RAW DATA
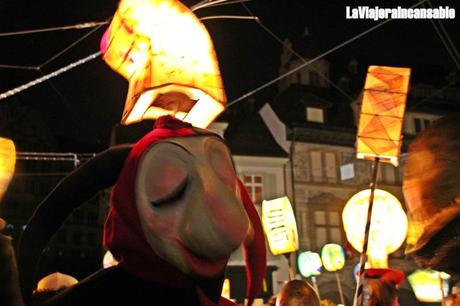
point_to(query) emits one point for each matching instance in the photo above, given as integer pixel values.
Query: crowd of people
(431, 189)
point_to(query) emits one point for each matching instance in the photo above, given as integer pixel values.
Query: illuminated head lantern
(7, 163)
(388, 225)
(167, 55)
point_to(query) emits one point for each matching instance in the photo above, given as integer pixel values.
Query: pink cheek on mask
(166, 181)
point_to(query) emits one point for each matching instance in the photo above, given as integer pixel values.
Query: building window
(255, 187)
(61, 236)
(76, 238)
(323, 166)
(315, 114)
(390, 175)
(327, 228)
(314, 78)
(92, 239)
(421, 124)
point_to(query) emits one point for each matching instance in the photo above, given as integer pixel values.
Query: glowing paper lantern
(55, 281)
(382, 113)
(108, 260)
(388, 225)
(280, 226)
(427, 285)
(333, 257)
(7, 163)
(226, 289)
(167, 55)
(309, 264)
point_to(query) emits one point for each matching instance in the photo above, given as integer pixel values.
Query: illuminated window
(315, 114)
(254, 185)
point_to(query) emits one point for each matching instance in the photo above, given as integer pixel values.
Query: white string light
(48, 76)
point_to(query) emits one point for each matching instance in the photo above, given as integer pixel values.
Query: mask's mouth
(199, 265)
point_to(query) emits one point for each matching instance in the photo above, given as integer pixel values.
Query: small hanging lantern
(108, 260)
(309, 264)
(280, 226)
(382, 113)
(333, 257)
(388, 225)
(7, 163)
(427, 285)
(167, 55)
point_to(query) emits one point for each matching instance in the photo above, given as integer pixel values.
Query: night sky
(93, 95)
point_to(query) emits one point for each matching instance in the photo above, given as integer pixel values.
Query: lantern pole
(339, 285)
(359, 293)
(290, 270)
(443, 302)
(315, 284)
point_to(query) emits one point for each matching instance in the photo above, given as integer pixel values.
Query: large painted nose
(216, 222)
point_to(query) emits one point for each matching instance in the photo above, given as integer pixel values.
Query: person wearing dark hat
(10, 294)
(177, 212)
(298, 293)
(382, 286)
(431, 189)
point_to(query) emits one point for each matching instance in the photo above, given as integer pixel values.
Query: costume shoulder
(82, 184)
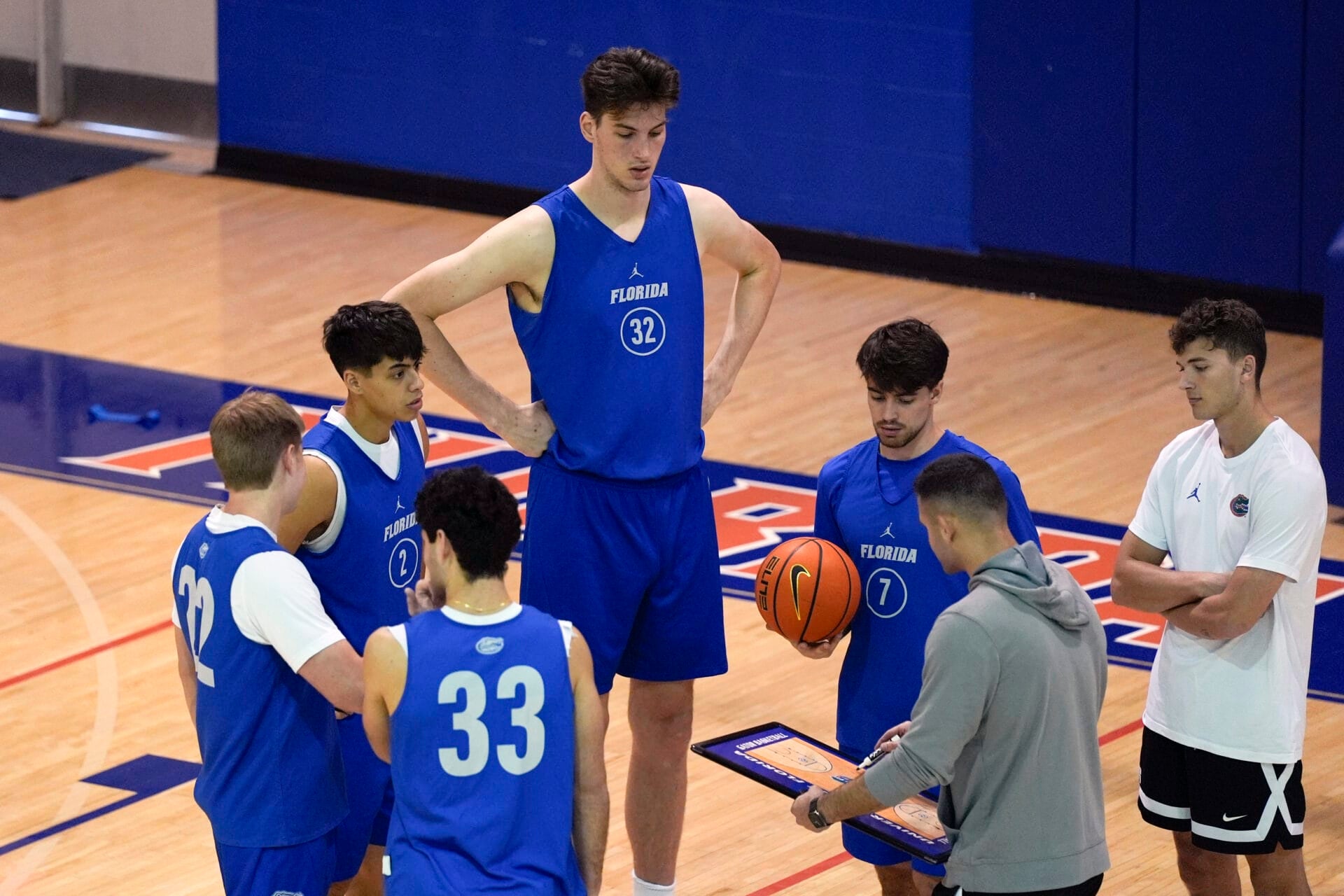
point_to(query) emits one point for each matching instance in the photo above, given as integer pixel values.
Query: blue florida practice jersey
(270, 764)
(617, 349)
(362, 577)
(483, 758)
(867, 505)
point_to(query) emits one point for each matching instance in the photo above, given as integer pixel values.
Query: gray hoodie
(1007, 723)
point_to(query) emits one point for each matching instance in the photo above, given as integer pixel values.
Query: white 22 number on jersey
(468, 720)
(201, 598)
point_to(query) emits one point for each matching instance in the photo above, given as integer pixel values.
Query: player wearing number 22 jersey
(866, 504)
(261, 665)
(489, 718)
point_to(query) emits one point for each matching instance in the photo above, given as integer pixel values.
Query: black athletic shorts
(1228, 805)
(1086, 888)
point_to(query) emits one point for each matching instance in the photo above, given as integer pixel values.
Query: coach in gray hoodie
(1007, 715)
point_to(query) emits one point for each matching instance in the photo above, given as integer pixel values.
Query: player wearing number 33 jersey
(489, 718)
(261, 665)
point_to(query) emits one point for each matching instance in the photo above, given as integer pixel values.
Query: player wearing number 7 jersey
(261, 665)
(608, 305)
(866, 504)
(488, 715)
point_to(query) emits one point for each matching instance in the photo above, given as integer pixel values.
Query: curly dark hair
(904, 356)
(626, 77)
(476, 514)
(965, 484)
(360, 336)
(1228, 324)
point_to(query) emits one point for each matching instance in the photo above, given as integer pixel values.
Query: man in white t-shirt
(1240, 505)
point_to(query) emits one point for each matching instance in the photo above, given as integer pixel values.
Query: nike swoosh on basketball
(793, 582)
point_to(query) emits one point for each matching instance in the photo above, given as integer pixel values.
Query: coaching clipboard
(790, 762)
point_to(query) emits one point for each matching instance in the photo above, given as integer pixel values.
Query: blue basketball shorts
(876, 852)
(634, 564)
(304, 869)
(369, 788)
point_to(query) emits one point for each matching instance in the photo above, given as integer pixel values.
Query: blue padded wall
(1054, 128)
(1323, 139)
(1218, 168)
(853, 117)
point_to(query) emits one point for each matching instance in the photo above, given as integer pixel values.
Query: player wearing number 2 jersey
(606, 300)
(866, 504)
(261, 665)
(489, 718)
(355, 531)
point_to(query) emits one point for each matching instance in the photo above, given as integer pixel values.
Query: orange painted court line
(83, 654)
(827, 864)
(785, 883)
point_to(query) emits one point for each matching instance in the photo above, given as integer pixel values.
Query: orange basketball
(808, 590)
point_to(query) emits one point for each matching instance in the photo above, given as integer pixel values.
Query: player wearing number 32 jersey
(261, 665)
(608, 305)
(488, 715)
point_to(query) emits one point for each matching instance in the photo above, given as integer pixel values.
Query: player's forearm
(1144, 586)
(447, 370)
(750, 307)
(1215, 618)
(592, 816)
(848, 801)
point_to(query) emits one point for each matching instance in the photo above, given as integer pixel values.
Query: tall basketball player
(1238, 503)
(489, 718)
(866, 504)
(261, 665)
(355, 531)
(606, 300)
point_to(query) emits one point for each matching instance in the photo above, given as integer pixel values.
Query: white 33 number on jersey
(468, 719)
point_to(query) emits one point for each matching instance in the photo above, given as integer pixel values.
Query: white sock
(645, 888)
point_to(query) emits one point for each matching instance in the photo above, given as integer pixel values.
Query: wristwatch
(815, 816)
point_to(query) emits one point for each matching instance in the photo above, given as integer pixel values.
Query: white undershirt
(273, 599)
(387, 456)
(1241, 697)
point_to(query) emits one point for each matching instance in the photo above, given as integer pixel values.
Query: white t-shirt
(273, 599)
(387, 456)
(1243, 697)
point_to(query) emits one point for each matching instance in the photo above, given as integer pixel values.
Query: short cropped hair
(249, 434)
(356, 337)
(1228, 324)
(964, 484)
(476, 514)
(904, 356)
(626, 77)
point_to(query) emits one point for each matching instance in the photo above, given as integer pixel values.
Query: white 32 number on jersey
(468, 720)
(200, 597)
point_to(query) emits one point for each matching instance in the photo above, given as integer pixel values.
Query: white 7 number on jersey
(200, 597)
(468, 720)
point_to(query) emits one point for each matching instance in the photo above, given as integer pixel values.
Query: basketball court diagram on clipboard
(790, 762)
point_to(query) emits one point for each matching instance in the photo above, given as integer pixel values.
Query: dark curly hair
(965, 484)
(626, 77)
(476, 514)
(360, 336)
(904, 356)
(1228, 324)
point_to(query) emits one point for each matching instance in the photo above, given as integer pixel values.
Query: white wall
(163, 38)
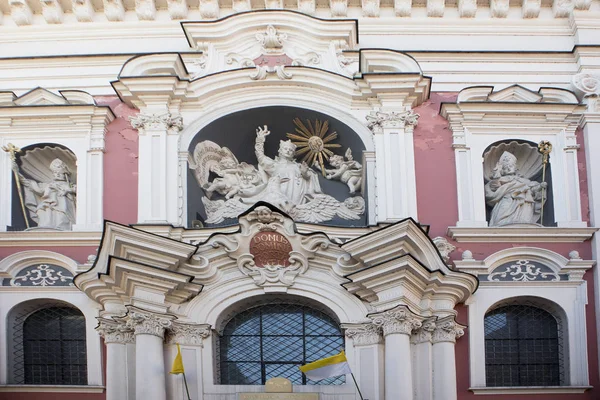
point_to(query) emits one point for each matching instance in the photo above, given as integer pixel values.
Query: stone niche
(48, 182)
(514, 193)
(257, 155)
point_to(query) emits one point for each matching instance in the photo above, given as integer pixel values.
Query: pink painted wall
(120, 164)
(438, 206)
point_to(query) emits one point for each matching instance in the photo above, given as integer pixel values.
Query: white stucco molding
(71, 119)
(567, 297)
(573, 266)
(481, 117)
(138, 268)
(11, 265)
(318, 55)
(403, 266)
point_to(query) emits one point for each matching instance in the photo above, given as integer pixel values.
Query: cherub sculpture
(234, 177)
(346, 170)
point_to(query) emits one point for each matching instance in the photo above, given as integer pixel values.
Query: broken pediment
(43, 97)
(516, 94)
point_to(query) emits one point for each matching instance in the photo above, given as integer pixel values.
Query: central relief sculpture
(282, 181)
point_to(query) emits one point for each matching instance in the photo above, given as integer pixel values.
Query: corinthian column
(446, 331)
(398, 325)
(368, 358)
(395, 157)
(158, 166)
(149, 329)
(116, 336)
(421, 341)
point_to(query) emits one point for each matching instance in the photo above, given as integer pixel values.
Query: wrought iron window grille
(524, 346)
(48, 345)
(273, 340)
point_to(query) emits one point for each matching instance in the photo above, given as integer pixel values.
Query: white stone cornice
(20, 12)
(363, 334)
(499, 8)
(178, 9)
(444, 247)
(307, 6)
(403, 8)
(467, 8)
(274, 4)
(370, 8)
(83, 10)
(144, 122)
(187, 334)
(563, 8)
(114, 331)
(435, 8)
(378, 120)
(447, 330)
(397, 320)
(209, 9)
(241, 6)
(145, 10)
(531, 8)
(424, 333)
(583, 4)
(52, 11)
(143, 322)
(114, 10)
(339, 8)
(588, 83)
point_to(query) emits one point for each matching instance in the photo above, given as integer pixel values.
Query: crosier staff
(13, 150)
(544, 147)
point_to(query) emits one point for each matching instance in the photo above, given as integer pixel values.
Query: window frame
(257, 310)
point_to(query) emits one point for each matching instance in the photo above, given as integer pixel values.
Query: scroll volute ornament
(268, 249)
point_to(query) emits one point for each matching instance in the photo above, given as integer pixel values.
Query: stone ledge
(520, 235)
(49, 238)
(51, 388)
(530, 390)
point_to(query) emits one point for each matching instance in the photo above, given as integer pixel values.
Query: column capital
(377, 121)
(114, 331)
(397, 320)
(363, 334)
(447, 330)
(424, 334)
(187, 334)
(144, 322)
(165, 121)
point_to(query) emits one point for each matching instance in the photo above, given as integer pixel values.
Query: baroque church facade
(267, 184)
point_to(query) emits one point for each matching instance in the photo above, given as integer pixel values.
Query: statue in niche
(282, 181)
(346, 170)
(515, 198)
(51, 204)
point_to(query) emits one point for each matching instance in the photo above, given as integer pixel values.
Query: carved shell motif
(529, 160)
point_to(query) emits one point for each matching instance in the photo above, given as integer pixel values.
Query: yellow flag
(177, 363)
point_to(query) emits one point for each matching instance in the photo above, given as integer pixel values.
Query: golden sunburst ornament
(312, 141)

EXERCISE PROMPT
Please return each line of the items above that contains the word "dark", copying every such line unchanged.

FINAL ANSWER
Query: person wearing dark hat
Query: curly dark hair
Query: dark curly hair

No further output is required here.